-- Data for the task follows --

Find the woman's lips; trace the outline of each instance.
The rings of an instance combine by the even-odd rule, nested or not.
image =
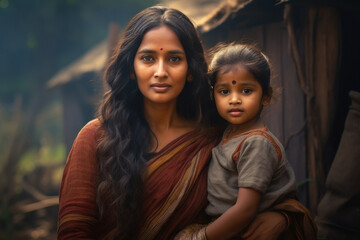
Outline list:
[[[171,87],[171,85],[166,83],[155,83],[151,84],[150,87],[157,93],[163,93],[166,92]]]

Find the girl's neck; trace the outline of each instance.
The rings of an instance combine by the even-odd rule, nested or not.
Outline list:
[[[236,135],[242,134],[244,132],[253,130],[253,129],[258,129],[258,128],[263,128],[264,124],[261,121],[256,121],[256,122],[250,122],[250,123],[246,123],[246,124],[229,124],[228,127],[225,130],[224,133],[224,138],[225,139],[230,139]]]

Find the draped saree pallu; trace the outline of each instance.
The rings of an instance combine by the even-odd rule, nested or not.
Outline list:
[[[58,239],[109,239],[116,230],[112,212],[99,220],[96,205],[99,126],[97,120],[85,126],[69,154],[60,188]],[[205,223],[207,166],[215,144],[194,130],[149,160],[138,239],[172,239],[187,225]]]
[[[187,225],[205,221],[207,163],[215,144],[192,131],[149,161],[139,240],[172,239]]]
[[[207,163],[214,145],[195,131],[150,161],[139,239],[171,239],[187,225],[204,220]]]

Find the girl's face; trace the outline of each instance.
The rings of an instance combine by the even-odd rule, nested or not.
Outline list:
[[[242,131],[254,127],[262,106],[267,104],[260,83],[241,64],[218,72],[214,98],[220,116]]]
[[[165,25],[148,31],[136,52],[134,69],[145,103],[176,103],[188,71],[176,34]]]

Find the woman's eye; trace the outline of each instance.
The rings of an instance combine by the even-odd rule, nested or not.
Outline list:
[[[172,57],[170,57],[169,61],[170,62],[179,62],[180,58],[178,56],[172,56]]]
[[[250,93],[252,93],[252,90],[248,89],[248,88],[245,88],[245,89],[242,90],[242,92],[245,93],[245,94],[250,94]]]
[[[152,56],[145,55],[141,57],[141,60],[144,62],[151,62],[154,60],[154,58]]]
[[[222,89],[222,90],[219,91],[219,93],[222,94],[222,95],[227,95],[227,94],[229,94],[229,92],[230,91],[227,90],[227,89]]]

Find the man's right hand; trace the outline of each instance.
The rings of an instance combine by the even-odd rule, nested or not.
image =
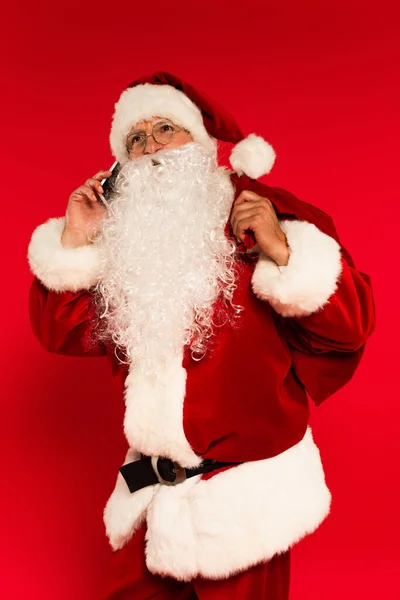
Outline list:
[[[106,207],[99,198],[103,193],[101,180],[111,171],[99,171],[74,190],[69,197],[61,243],[65,248],[90,244],[99,232]]]

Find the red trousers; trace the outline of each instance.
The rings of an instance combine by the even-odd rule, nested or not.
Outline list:
[[[288,600],[290,552],[228,579],[190,583],[153,575],[145,563],[143,526],[113,553],[102,600]]]

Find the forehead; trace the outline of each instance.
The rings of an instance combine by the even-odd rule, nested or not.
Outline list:
[[[155,125],[155,123],[158,123],[159,121],[169,121],[170,123],[172,123],[171,119],[167,119],[167,117],[152,117],[151,119],[138,121],[137,123],[132,125],[132,127],[130,128],[130,132],[137,131],[137,130],[141,130],[141,131],[151,130],[151,128]]]

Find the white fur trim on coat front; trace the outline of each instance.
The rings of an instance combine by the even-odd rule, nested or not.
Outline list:
[[[49,290],[77,292],[95,285],[100,272],[97,248],[90,244],[64,248],[65,219],[50,219],[35,229],[28,248],[32,273]]]
[[[236,144],[229,160],[238,175],[245,173],[252,179],[258,179],[270,172],[275,157],[272,146],[261,136],[252,133]]]
[[[129,445],[147,456],[163,456],[182,467],[201,463],[183,431],[186,370],[182,352],[160,365],[157,375],[130,367],[125,382],[124,431]]]
[[[340,246],[306,221],[282,221],[290,257],[283,269],[261,254],[252,286],[284,317],[301,317],[320,310],[334,294],[342,270]]]
[[[273,458],[209,480],[159,486],[147,511],[147,567],[183,581],[229,577],[313,532],[330,501],[307,430],[301,442]]]
[[[160,365],[156,375],[131,364],[125,381],[124,431],[129,442],[125,464],[146,456],[163,456],[183,467],[201,462],[183,430],[186,370],[182,352]],[[124,546],[143,521],[159,484],[131,494],[121,474],[104,509],[104,523],[114,550]]]
[[[199,108],[180,90],[171,85],[145,83],[125,90],[117,104],[111,126],[110,144],[121,164],[128,161],[126,136],[131,127],[153,117],[165,117],[187,129],[208,150],[216,149],[216,141],[204,127]]]

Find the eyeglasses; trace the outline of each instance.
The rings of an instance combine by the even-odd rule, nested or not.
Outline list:
[[[158,123],[154,124],[151,133],[146,133],[145,131],[133,131],[130,133],[126,138],[126,150],[128,154],[134,156],[143,154],[146,149],[148,137],[152,137],[157,144],[166,146],[180,131],[187,131],[187,129],[178,127],[171,121],[158,121]]]

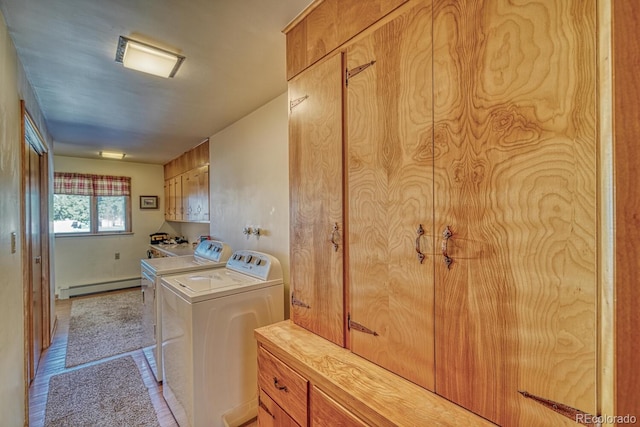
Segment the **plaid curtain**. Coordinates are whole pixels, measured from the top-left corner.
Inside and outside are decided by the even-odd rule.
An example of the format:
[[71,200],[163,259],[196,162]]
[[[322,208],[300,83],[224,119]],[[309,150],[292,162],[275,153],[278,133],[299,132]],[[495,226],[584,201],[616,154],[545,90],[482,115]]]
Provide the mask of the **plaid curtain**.
[[54,172],[53,192],[54,194],[77,196],[130,196],[131,178],[128,176]]

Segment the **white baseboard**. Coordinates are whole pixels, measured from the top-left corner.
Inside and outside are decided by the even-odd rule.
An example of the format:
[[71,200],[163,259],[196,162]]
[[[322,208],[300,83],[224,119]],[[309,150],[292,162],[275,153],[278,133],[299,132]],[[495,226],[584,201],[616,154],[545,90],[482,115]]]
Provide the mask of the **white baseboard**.
[[140,278],[117,280],[114,282],[91,283],[87,285],[70,286],[68,288],[60,288],[58,292],[59,299],[68,299],[79,295],[95,294],[97,292],[114,291],[116,289],[135,288],[140,286]]

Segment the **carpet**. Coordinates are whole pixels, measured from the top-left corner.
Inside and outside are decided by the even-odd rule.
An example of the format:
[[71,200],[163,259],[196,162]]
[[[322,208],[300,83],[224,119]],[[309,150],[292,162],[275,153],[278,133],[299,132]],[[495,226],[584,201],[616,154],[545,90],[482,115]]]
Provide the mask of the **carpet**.
[[131,356],[52,376],[44,425],[160,426]]
[[153,344],[145,329],[140,289],[114,292],[71,303],[67,368]]

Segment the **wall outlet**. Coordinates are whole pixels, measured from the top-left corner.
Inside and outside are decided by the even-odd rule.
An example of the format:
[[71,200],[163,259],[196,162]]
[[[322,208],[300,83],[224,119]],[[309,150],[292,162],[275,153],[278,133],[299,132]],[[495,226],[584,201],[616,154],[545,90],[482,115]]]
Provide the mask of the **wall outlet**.
[[120,252],[116,252],[116,259],[120,259]]

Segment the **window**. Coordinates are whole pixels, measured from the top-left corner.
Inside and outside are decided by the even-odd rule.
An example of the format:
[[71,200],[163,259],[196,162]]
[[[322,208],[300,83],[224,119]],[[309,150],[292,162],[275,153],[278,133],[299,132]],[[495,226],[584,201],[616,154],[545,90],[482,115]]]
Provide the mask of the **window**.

-- Data for the task concluded --

### Exercise instructions
Please make your reply exactly the lines from the one containing "Provide the mask of the **white baseboard**." through the end of the entries above, and nothing more.

### Answer to the exercise
Provide the mask of the **white baseboard**.
[[140,278],[117,280],[114,282],[91,283],[87,285],[70,286],[68,288],[60,288],[58,292],[59,299],[68,299],[79,295],[95,294],[97,292],[114,291],[116,289],[135,288],[140,286]]

Segment the **carpet**. Coordinates are whole pixels, measured from the top-left corner.
Inside and outside are decided by the even-odd rule.
An example of the format:
[[71,200],[163,259],[196,162]]
[[[322,208],[300,83],[224,119]],[[309,150],[292,162],[275,153],[278,133],[299,132]],[[495,226],[584,201],[616,154],[545,90],[482,115]]]
Provide the mask of the **carpet**.
[[131,356],[52,376],[44,425],[160,426]]
[[153,344],[145,329],[140,289],[114,292],[71,303],[67,368]]

Segment the **wall outlet**. Coordinates are whole pixels, measured from the top-left corner.
Inside and outside are decided by the even-odd rule.
An example of the format:
[[71,200],[163,259],[196,162]]
[[[322,208],[300,83],[224,119]],[[309,150],[292,162],[275,153],[278,133],[299,132]],[[495,226],[584,201],[616,154],[545,90],[482,115]]]
Provide the mask of the **wall outlet**.
[[120,252],[116,252],[116,259],[120,259]]

Segment the **window**. Coordinates are whole pixels, measured from the top-left corner.
Inside and outside are decided by the even-odd rule.
An example of the format:
[[71,200],[163,259],[196,162]]
[[[322,208],[300,83],[224,119]],[[309,150],[292,162],[275,153],[278,133],[299,132]],[[495,226],[584,201],[616,154],[545,90],[482,115]]]
Provide the mask of the **window**.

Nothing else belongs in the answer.